#### Die Aufgabe:
Schreiben Sie aus dem Text über Mitarbeiterführung auf Milchkuhbetrieben die Stelle wörtlich ab, die mit den Worten „Was erwarten leitende“ beginnt und nach den Worten „zu viel wird.“ endet.

#### Übungstext:
+ + + + +
Ein klares Ziel vorgeben

Wie geht „gute Führung“? Das haben Herdenmanager und Betriebsleiter beim Semex-Focus-Seminar diskutiert.

Viele Milchkuhbetriebe greifen mittlerweile auf Lohn-Arbeitskräfte zurück. Je mehr Mitarbeiter bei der Betreuung der Kühe unterstützen, desto komplexer werden nicht nur die Arbeitsplanung, sondern auch die „menschlichen“ Befindlichkeiten: Wie bleiben Mitarbeiter motiviert? Was erwarten sie von einer Chefin oder einem Chef? Wie führt man „richtig“? Antworten gab es u.a. bei Herdsman Olaf Warda, Beraterin Charlotte Rothert, Motivationstrainerin Antje Heimsoeth und Betriebsleiter Claus Luerßen.
Inhalte dieses Beitrags sind u.a.
  • Mitarbeiter „analysieren“ und ihren Stärken entsprechend einteilen
  • Als Chef ein Vorbild sein und das Ziel definieren
  • Auf die Wünsche der Mitarbeiter eingehen (Vereinbarkeit von Familie und Beruf) und sie in Entscheidungsprozesse einbeziehen

Aus Sicht des Mitarbeiters: die Richtung vorgeben

Was erwarten leitende Angestellte von ihren Chefs? Für Herdsman Olaf Warda ist die Sache klar: er möchte
  • Verantwortung übernehmen und sich einbringen dürfen,
  • gerecht behandelt und ernstgenommen werden, wenn ihm oder anderen einmal etwas zu viel wird.
+ + + + +
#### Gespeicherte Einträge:

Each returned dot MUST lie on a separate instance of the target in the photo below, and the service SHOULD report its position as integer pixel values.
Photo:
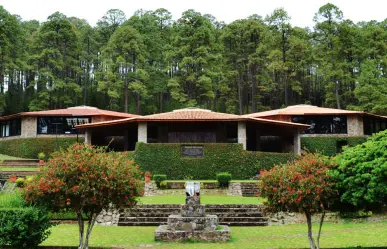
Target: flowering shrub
(300, 186)
(86, 180)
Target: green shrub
(41, 156)
(166, 159)
(163, 185)
(159, 178)
(358, 214)
(31, 147)
(11, 200)
(361, 175)
(329, 146)
(223, 179)
(24, 228)
(20, 182)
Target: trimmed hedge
(166, 159)
(328, 145)
(31, 147)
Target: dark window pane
(10, 127)
(60, 125)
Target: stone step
(149, 223)
(221, 219)
(231, 210)
(242, 219)
(144, 219)
(220, 215)
(135, 223)
(208, 210)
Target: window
(323, 124)
(10, 128)
(374, 125)
(60, 125)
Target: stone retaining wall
(151, 189)
(108, 218)
(235, 189)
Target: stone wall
(235, 189)
(108, 218)
(29, 127)
(151, 189)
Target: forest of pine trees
(150, 63)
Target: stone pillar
(355, 125)
(142, 132)
(242, 133)
(88, 136)
(297, 142)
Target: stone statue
(192, 191)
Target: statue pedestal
(192, 223)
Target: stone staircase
(249, 189)
(23, 163)
(155, 215)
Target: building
(60, 122)
(194, 125)
(327, 121)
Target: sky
(300, 11)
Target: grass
(290, 236)
(18, 169)
(214, 199)
(5, 157)
(11, 200)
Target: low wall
(108, 218)
(235, 189)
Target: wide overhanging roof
(72, 111)
(306, 110)
(191, 115)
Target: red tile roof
(304, 110)
(191, 115)
(73, 111)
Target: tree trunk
(253, 87)
(337, 94)
(319, 230)
(89, 229)
(240, 94)
(126, 93)
(310, 233)
(81, 226)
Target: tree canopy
(149, 62)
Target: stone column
(88, 136)
(242, 133)
(297, 142)
(142, 132)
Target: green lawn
(289, 236)
(211, 181)
(18, 169)
(205, 199)
(5, 157)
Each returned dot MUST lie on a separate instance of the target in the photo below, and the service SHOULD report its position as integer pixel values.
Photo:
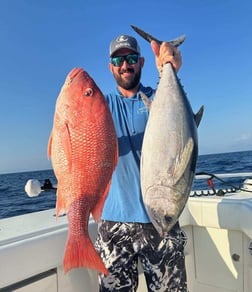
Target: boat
(218, 246)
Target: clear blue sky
(41, 41)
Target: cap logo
(122, 38)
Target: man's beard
(129, 83)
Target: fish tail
(81, 253)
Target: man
(126, 233)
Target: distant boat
(218, 247)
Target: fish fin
(80, 252)
(49, 147)
(199, 115)
(97, 210)
(183, 160)
(66, 144)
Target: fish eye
(168, 219)
(89, 92)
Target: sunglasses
(130, 59)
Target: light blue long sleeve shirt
(124, 201)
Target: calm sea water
(14, 201)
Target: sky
(41, 41)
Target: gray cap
(124, 42)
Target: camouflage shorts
(121, 245)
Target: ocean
(14, 200)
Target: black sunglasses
(130, 59)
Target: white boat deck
(218, 250)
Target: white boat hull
(218, 249)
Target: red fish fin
(49, 147)
(97, 210)
(60, 203)
(81, 253)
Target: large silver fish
(169, 152)
(170, 148)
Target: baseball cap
(124, 42)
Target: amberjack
(169, 152)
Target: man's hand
(166, 53)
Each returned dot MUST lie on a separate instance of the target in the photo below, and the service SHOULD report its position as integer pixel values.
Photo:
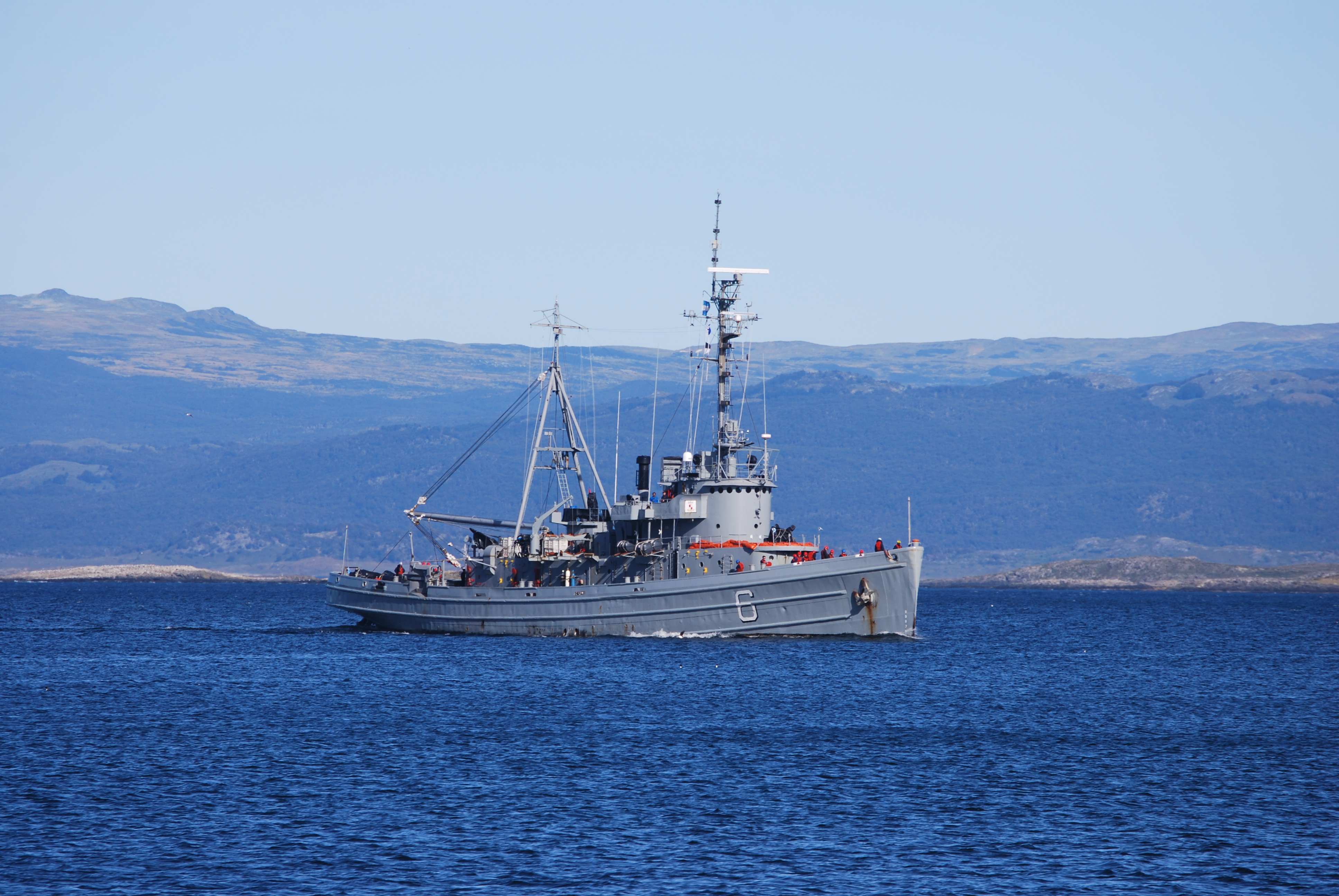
+ + + + +
#### Lösung:
Was erwarten leitende Angestellte von ihren Chefs? Für Herdsman Olaf Warda ist die Sache klar: er möchte
  • Verantwortung übernehmen und sich einbringen dürfen,
  • gerecht behandelt und ernstgenommen werden, wenn ihm oder anderen einmal etwas zu viel wird.